_Given exercise_
Copy exactly, and only, the lines from the line containing "pile of carrots" through the last line of the records below, both included.

───── Provided records

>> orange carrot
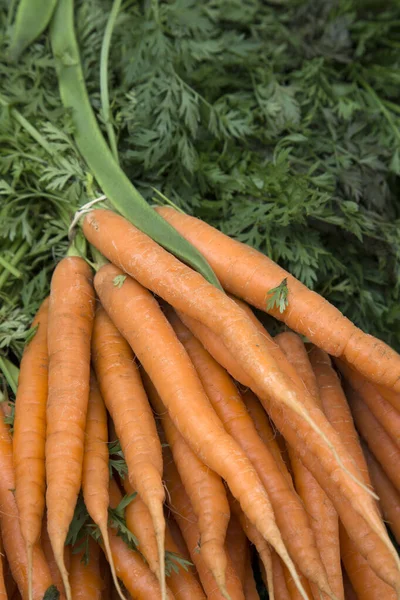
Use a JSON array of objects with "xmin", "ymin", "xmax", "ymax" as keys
[
  {"xmin": 82, "ymin": 373, "xmax": 125, "ymax": 600},
  {"xmin": 336, "ymin": 361, "xmax": 400, "ymax": 446},
  {"xmin": 275, "ymin": 332, "xmax": 344, "ymax": 599},
  {"xmin": 83, "ymin": 210, "xmax": 376, "ymax": 524},
  {"xmin": 70, "ymin": 538, "xmax": 104, "ymax": 600},
  {"xmin": 92, "ymin": 308, "xmax": 165, "ymax": 597},
  {"xmin": 95, "ymin": 264, "xmax": 306, "ymax": 600},
  {"xmin": 363, "ymin": 446, "xmax": 400, "ymax": 544},
  {"xmin": 165, "ymin": 523, "xmax": 205, "ymax": 600},
  {"xmin": 45, "ymin": 256, "xmax": 94, "ymax": 600},
  {"xmin": 108, "ymin": 479, "xmax": 173, "ymax": 600},
  {"xmin": 143, "ymin": 376, "xmax": 230, "ymax": 597},
  {"xmin": 183, "ymin": 316, "xmax": 400, "ymax": 588},
  {"xmin": 163, "ymin": 448, "xmax": 245, "ymax": 600},
  {"xmin": 347, "ymin": 389, "xmax": 400, "ymax": 491},
  {"xmin": 167, "ymin": 311, "xmax": 330, "ymax": 593},
  {"xmin": 13, "ymin": 298, "xmax": 49, "ymax": 598},
  {"xmin": 156, "ymin": 206, "xmax": 400, "ymax": 392},
  {"xmin": 226, "ymin": 513, "xmax": 249, "ymax": 587},
  {"xmin": 340, "ymin": 527, "xmax": 397, "ymax": 600}
]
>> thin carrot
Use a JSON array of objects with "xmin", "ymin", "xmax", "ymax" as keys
[
  {"xmin": 163, "ymin": 448, "xmax": 245, "ymax": 600},
  {"xmin": 363, "ymin": 446, "xmax": 400, "ymax": 544},
  {"xmin": 346, "ymin": 389, "xmax": 400, "ymax": 491},
  {"xmin": 45, "ymin": 256, "xmax": 94, "ymax": 600},
  {"xmin": 275, "ymin": 332, "xmax": 344, "ymax": 599},
  {"xmin": 92, "ymin": 308, "xmax": 165, "ymax": 597},
  {"xmin": 167, "ymin": 310, "xmax": 330, "ymax": 593},
  {"xmin": 143, "ymin": 375, "xmax": 230, "ymax": 598},
  {"xmin": 340, "ymin": 527, "xmax": 397, "ymax": 600},
  {"xmin": 13, "ymin": 298, "xmax": 49, "ymax": 598},
  {"xmin": 165, "ymin": 523, "xmax": 205, "ymax": 600},
  {"xmin": 183, "ymin": 316, "xmax": 400, "ymax": 588},
  {"xmin": 83, "ymin": 210, "xmax": 374, "ymax": 520},
  {"xmin": 156, "ymin": 207, "xmax": 400, "ymax": 392},
  {"xmin": 108, "ymin": 479, "xmax": 173, "ymax": 600},
  {"xmin": 70, "ymin": 538, "xmax": 104, "ymax": 600},
  {"xmin": 336, "ymin": 360, "xmax": 400, "ymax": 446},
  {"xmin": 82, "ymin": 373, "xmax": 125, "ymax": 600},
  {"xmin": 95, "ymin": 264, "xmax": 306, "ymax": 600}
]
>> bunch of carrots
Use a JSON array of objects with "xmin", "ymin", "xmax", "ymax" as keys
[{"xmin": 0, "ymin": 207, "xmax": 400, "ymax": 600}]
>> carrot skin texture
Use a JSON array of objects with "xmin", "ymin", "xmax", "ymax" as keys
[
  {"xmin": 156, "ymin": 206, "xmax": 400, "ymax": 392},
  {"xmin": 108, "ymin": 479, "xmax": 173, "ymax": 600},
  {"xmin": 275, "ymin": 332, "xmax": 344, "ymax": 600},
  {"xmin": 92, "ymin": 310, "xmax": 165, "ymax": 596},
  {"xmin": 13, "ymin": 298, "xmax": 49, "ymax": 552},
  {"xmin": 179, "ymin": 314, "xmax": 399, "ymax": 587},
  {"xmin": 167, "ymin": 311, "xmax": 329, "ymax": 589},
  {"xmin": 45, "ymin": 257, "xmax": 94, "ymax": 598},
  {"xmin": 70, "ymin": 539, "xmax": 103, "ymax": 600},
  {"xmin": 91, "ymin": 264, "xmax": 304, "ymax": 592},
  {"xmin": 83, "ymin": 210, "xmax": 373, "ymax": 519}
]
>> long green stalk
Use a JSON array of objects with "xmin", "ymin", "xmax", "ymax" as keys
[{"xmin": 50, "ymin": 0, "xmax": 221, "ymax": 288}]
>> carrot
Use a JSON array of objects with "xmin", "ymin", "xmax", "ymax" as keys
[
  {"xmin": 92, "ymin": 308, "xmax": 165, "ymax": 597},
  {"xmin": 41, "ymin": 515, "xmax": 71, "ymax": 600},
  {"xmin": 340, "ymin": 527, "xmax": 397, "ymax": 600},
  {"xmin": 363, "ymin": 446, "xmax": 400, "ymax": 544},
  {"xmin": 163, "ymin": 448, "xmax": 244, "ymax": 600},
  {"xmin": 226, "ymin": 512, "xmax": 249, "ymax": 587},
  {"xmin": 167, "ymin": 311, "xmax": 330, "ymax": 593},
  {"xmin": 143, "ymin": 376, "xmax": 230, "ymax": 598},
  {"xmin": 45, "ymin": 256, "xmax": 94, "ymax": 600},
  {"xmin": 156, "ymin": 206, "xmax": 400, "ymax": 392},
  {"xmin": 13, "ymin": 298, "xmax": 49, "ymax": 598},
  {"xmin": 347, "ymin": 389, "xmax": 400, "ymax": 491},
  {"xmin": 106, "ymin": 479, "xmax": 173, "ymax": 600},
  {"xmin": 275, "ymin": 332, "xmax": 344, "ymax": 599},
  {"xmin": 83, "ymin": 210, "xmax": 374, "ymax": 519},
  {"xmin": 95, "ymin": 264, "xmax": 306, "ymax": 600},
  {"xmin": 243, "ymin": 549, "xmax": 260, "ymax": 600},
  {"xmin": 336, "ymin": 361, "xmax": 400, "ymax": 446},
  {"xmin": 179, "ymin": 316, "xmax": 400, "ymax": 588},
  {"xmin": 70, "ymin": 538, "xmax": 104, "ymax": 600},
  {"xmin": 165, "ymin": 523, "xmax": 205, "ymax": 600},
  {"xmin": 82, "ymin": 373, "xmax": 125, "ymax": 600}
]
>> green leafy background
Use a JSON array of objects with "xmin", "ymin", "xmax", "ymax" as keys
[{"xmin": 0, "ymin": 0, "xmax": 400, "ymax": 364}]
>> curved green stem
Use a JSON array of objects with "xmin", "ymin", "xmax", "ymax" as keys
[
  {"xmin": 100, "ymin": 0, "xmax": 122, "ymax": 163},
  {"xmin": 50, "ymin": 0, "xmax": 222, "ymax": 289}
]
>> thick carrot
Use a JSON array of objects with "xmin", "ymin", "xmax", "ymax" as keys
[
  {"xmin": 143, "ymin": 375, "xmax": 230, "ymax": 597},
  {"xmin": 70, "ymin": 538, "xmax": 104, "ymax": 600},
  {"xmin": 163, "ymin": 448, "xmax": 245, "ymax": 600},
  {"xmin": 346, "ymin": 389, "xmax": 400, "ymax": 491},
  {"xmin": 226, "ymin": 512, "xmax": 249, "ymax": 587},
  {"xmin": 45, "ymin": 256, "xmax": 94, "ymax": 600},
  {"xmin": 275, "ymin": 332, "xmax": 344, "ymax": 599},
  {"xmin": 83, "ymin": 210, "xmax": 374, "ymax": 519},
  {"xmin": 41, "ymin": 515, "xmax": 71, "ymax": 600},
  {"xmin": 336, "ymin": 360, "xmax": 400, "ymax": 446},
  {"xmin": 13, "ymin": 298, "xmax": 49, "ymax": 597},
  {"xmin": 363, "ymin": 446, "xmax": 400, "ymax": 544},
  {"xmin": 340, "ymin": 527, "xmax": 397, "ymax": 600},
  {"xmin": 165, "ymin": 523, "xmax": 205, "ymax": 600},
  {"xmin": 183, "ymin": 316, "xmax": 400, "ymax": 588},
  {"xmin": 156, "ymin": 206, "xmax": 400, "ymax": 391},
  {"xmin": 108, "ymin": 480, "xmax": 173, "ymax": 600},
  {"xmin": 167, "ymin": 311, "xmax": 330, "ymax": 593},
  {"xmin": 92, "ymin": 308, "xmax": 165, "ymax": 597},
  {"xmin": 82, "ymin": 373, "xmax": 125, "ymax": 600},
  {"xmin": 95, "ymin": 264, "xmax": 306, "ymax": 600}
]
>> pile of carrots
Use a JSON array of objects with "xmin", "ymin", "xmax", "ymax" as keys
[{"xmin": 0, "ymin": 207, "xmax": 400, "ymax": 600}]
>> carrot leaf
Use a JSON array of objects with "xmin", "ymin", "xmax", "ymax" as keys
[{"xmin": 267, "ymin": 277, "xmax": 289, "ymax": 313}]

──────────

_Result below_
>> pile of carrots
Use a JSON array of objects with "xmin", "ymin", "xmax", "ymax" as keys
[{"xmin": 0, "ymin": 207, "xmax": 400, "ymax": 600}]
>> carrot leaf
Use a JSON array of objects with "xmin", "ymin", "xmax", "ymax" as keys
[{"xmin": 267, "ymin": 277, "xmax": 289, "ymax": 313}]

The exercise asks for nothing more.